-- start of EXTRACTED INFORMATION --

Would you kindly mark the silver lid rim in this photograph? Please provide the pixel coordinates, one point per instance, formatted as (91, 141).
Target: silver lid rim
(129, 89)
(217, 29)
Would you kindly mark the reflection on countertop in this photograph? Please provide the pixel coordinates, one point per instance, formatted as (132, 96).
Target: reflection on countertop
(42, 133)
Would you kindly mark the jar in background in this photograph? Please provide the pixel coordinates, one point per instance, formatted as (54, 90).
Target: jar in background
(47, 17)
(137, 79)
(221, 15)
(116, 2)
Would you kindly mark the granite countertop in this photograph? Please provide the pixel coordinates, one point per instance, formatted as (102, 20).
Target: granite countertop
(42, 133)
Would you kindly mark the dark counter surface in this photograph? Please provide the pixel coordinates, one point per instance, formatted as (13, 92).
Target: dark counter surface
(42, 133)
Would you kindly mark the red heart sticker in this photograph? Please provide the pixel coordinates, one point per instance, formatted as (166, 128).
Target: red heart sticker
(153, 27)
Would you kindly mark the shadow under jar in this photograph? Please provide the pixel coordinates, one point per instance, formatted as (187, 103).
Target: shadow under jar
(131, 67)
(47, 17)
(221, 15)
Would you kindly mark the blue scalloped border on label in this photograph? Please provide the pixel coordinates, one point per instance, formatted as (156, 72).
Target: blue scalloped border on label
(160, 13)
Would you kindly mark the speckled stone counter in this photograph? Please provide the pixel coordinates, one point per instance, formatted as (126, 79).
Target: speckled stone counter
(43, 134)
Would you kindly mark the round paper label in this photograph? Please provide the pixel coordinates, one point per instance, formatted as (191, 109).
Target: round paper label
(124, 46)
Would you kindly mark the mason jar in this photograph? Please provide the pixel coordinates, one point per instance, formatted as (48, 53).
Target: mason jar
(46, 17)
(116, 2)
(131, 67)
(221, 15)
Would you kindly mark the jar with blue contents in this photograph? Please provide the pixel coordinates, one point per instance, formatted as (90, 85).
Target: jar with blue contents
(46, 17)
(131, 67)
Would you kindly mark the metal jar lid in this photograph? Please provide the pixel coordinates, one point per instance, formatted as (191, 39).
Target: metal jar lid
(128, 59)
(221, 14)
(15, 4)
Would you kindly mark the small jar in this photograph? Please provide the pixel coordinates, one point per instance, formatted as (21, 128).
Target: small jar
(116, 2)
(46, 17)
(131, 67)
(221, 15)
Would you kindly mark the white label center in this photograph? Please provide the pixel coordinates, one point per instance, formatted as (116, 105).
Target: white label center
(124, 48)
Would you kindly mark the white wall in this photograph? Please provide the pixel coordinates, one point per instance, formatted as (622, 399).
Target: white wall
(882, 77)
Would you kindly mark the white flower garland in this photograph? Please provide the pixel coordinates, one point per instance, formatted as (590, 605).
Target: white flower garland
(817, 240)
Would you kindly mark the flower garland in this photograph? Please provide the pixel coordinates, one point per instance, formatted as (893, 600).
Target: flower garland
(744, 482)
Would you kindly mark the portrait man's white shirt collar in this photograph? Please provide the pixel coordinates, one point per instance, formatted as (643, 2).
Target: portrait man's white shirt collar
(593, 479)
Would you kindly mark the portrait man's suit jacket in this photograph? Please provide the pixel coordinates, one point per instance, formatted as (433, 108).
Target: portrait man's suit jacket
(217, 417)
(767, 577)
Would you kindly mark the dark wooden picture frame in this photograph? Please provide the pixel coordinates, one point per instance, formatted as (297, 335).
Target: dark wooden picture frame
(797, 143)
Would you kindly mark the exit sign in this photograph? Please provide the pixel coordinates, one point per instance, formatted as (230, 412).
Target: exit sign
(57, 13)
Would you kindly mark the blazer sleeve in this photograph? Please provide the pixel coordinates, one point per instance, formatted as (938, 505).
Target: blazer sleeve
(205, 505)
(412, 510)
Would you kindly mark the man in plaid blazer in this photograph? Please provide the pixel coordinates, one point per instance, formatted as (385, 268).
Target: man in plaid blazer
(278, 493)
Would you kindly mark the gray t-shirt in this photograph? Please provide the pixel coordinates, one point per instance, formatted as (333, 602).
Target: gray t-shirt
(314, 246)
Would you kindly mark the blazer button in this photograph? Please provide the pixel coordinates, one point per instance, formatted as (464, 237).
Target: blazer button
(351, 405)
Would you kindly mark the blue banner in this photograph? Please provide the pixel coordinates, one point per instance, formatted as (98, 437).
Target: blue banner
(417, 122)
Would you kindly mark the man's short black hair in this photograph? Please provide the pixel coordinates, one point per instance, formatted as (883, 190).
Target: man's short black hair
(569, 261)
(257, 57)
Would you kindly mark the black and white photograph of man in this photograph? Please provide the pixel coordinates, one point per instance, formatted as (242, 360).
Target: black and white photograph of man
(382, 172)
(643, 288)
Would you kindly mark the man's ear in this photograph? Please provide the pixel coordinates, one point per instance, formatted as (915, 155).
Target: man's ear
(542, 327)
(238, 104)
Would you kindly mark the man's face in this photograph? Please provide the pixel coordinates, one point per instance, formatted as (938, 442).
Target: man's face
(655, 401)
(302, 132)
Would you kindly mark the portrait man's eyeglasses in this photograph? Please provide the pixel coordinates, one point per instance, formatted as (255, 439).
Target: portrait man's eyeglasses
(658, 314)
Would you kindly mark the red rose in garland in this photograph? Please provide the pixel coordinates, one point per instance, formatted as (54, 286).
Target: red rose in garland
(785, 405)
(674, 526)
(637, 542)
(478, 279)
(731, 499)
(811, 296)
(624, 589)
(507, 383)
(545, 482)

-- end of EXTRACTED INFORMATION --

• _SHORT EXERCISE_
Extract the complete listing verbatim.

• _SOLUTION TO THIS TASK_
Would you kindly mark the silver lid rim in this photograph? Please provide the pixel coordinates, one point per instance, formatted as (91, 141).
Target: silver lid rim
(129, 89)
(217, 29)
Would you kindly mark the reflection on countertop in this photograph? Please provide the pixel coordinates, one point per instance, formatted as (132, 96).
Target: reflection on countertop
(42, 133)
Would you kindly mark the jar in background in this photograph? Please provide the pixel coordinates, one point per instance, formatted as (54, 90).
Target: jar in background
(47, 17)
(137, 79)
(221, 15)
(116, 2)
Would you kindly mark the granite countertop in this photograph? Please provide the pixel coordinates, one point per instance, formatted as (102, 20).
Target: granite countertop
(42, 133)
Would you kindly mark the dark counter surface in this photograph? Please provide the pixel coordinates, one point per instance, formatted as (13, 92).
Target: dark counter surface
(42, 133)
Would you kindly mark the red heart sticker in this photograph? Please provide the pixel coordinates, one point per instance, formatted as (166, 128).
Target: red heart sticker
(153, 27)
Would you kindly mark the shadow under jar in this photograph? Please provide the pixel coordinates, one point per instance, formatted as (187, 103).
Target: shadow under jar
(131, 67)
(47, 17)
(221, 15)
Would you kindly mark the blue scalloped border on label in this photograph? Please provide the pixel coordinates, one point per instance, formatted as (156, 72).
Target: blue scalloped border on label
(160, 13)
Would you kindly mark the speckled stone counter in this photograph? Please provide the pixel coordinates, one point per instance, formatted as (126, 79).
Target: speckled stone counter
(43, 134)
Would you kindly mark the round paper label in this photograph? Please provide the pixel coordinates, one point per instance, formatted as (191, 109).
Target: round paper label
(124, 46)
Would you kindly mark the mason jar in this photograph? Please provide the pixel coordinates, one point per instance, formatted as (48, 53).
Target: mason jar
(46, 17)
(116, 2)
(131, 67)
(221, 15)
Would you kindly mark the jar with blue contents in this photograph? Please provide the pixel coordinates, one point per instance, formatted as (90, 85).
Target: jar with blue contents
(46, 17)
(131, 67)
Would you kindly mark the metal jar lid in this photograph? Please provide the pixel coordinates, one point per instance, formatted as (191, 39).
Target: metal jar lid
(128, 59)
(221, 14)
(15, 4)
Would you kindly mark the small jar in this photograph? Please provide the pixel coordinates, one point per instance, formatted as (21, 128).
Target: small jar
(116, 2)
(46, 17)
(131, 67)
(221, 15)
Would you kindly mark the white label center in this photograph? Please provide the pixel coordinates, one point per instance, formatted as (116, 105).
Target: white label center
(124, 48)
Would you kindly mark the white wall in this photograph? Please provide the pixel coordinates, one point per instance, formatted as (622, 399).
Target: white wall
(882, 77)
Would you kindly mark the white flower garland in this photograph? Please provide the pixel coordinates, one point per instance, formatted as (590, 605).
Target: white flower garland
(817, 240)
Would you kindly mark the flower garland in this photograph? Please provide the pixel coordinates, one point per instance, formatted as (893, 600).
Target: flower garland
(744, 482)
Would you kindly mark the portrait man's white shirt collar in this photograph? Please provide the pixel coordinates, one point per instance, formatted as (643, 2).
Target: portrait man's white shirt collar
(593, 479)
Would you kindly mark the portrait man's suit jacket in this photograph? Please provide the pixel coordinates, one point per instance, formatted as (433, 108).
Target: portrait man's suit jacket
(217, 417)
(767, 577)
Would you kindly mark the dark wooden picture frame in this photograph? Please provide the pixel coordinates, one point per instance, formatted as (297, 335).
Target: dark wooden picture frame
(797, 143)
Would you kindly mark the exit sign in this photograph? Please provide the pixel coordinates, one point per instance, formatted as (230, 412).
Target: exit sign
(57, 13)
Would you kindly mark the blazer sleeve in this photograph? Please provide the pixel coordinates, one point per instance, formatted as (938, 505).
Target: blazer sleeve
(205, 505)
(412, 510)
Would you kindly mark the man in plaid blazer in this photograph? Please provide the pixel coordinates, one point per instance, formatted as (385, 268).
Target: man in plaid blazer
(278, 493)
Would you kindly mark the gray t-shirt in this photograph? Please provide the pixel coordinates, one point per instance, formatted as (333, 602).
Target: gray t-shirt
(314, 246)
Would you kindly mark the blazer button in this photograph? Please provide the pixel coordinates, one point per instance, formatted as (464, 237).
Target: blazer button
(351, 405)
Would you kindly mark the blue banner in this photograph? Please provide the pixel coordinates, one point per instance, formatted as (98, 437).
Target: blue banner
(417, 122)
Would you kindly mark the man's short black hair in this photograph? Please provide the pixel coordinates, one point per instance, formatted as (883, 190).
Target: man's short black hair
(569, 261)
(257, 57)
Would you kindly mark the black and white photograph of man in this photograph? Please provide the pixel coordinates, one point per instance, formatted as (242, 360).
Target: black and white photograph of man
(382, 172)
(643, 288)
Would you kindly mark the man's ear in this photograph? Please provide the pixel coordinates, one point per instance, formatted as (915, 155).
Target: man's ear
(542, 327)
(238, 104)
Would you kindly mark the man's face in this photograph? Please provide the pixel coordinates, one point per instance, formatted as (938, 442).
Target: man's face
(655, 401)
(302, 132)
Would you kindly mark the portrait man's eyeglasses in this photograph? Please provide the pixel coordinates, one point per instance, formatted as (255, 439).
Target: portrait man's eyeglasses
(658, 314)
Would you kindly mark the red rose in garland in this photograph? Please provide the pixel coordinates, one point per instance, formatted as (54, 286).
Target: red rose in garland
(785, 405)
(674, 526)
(637, 542)
(478, 279)
(731, 499)
(811, 296)
(624, 589)
(507, 383)
(545, 482)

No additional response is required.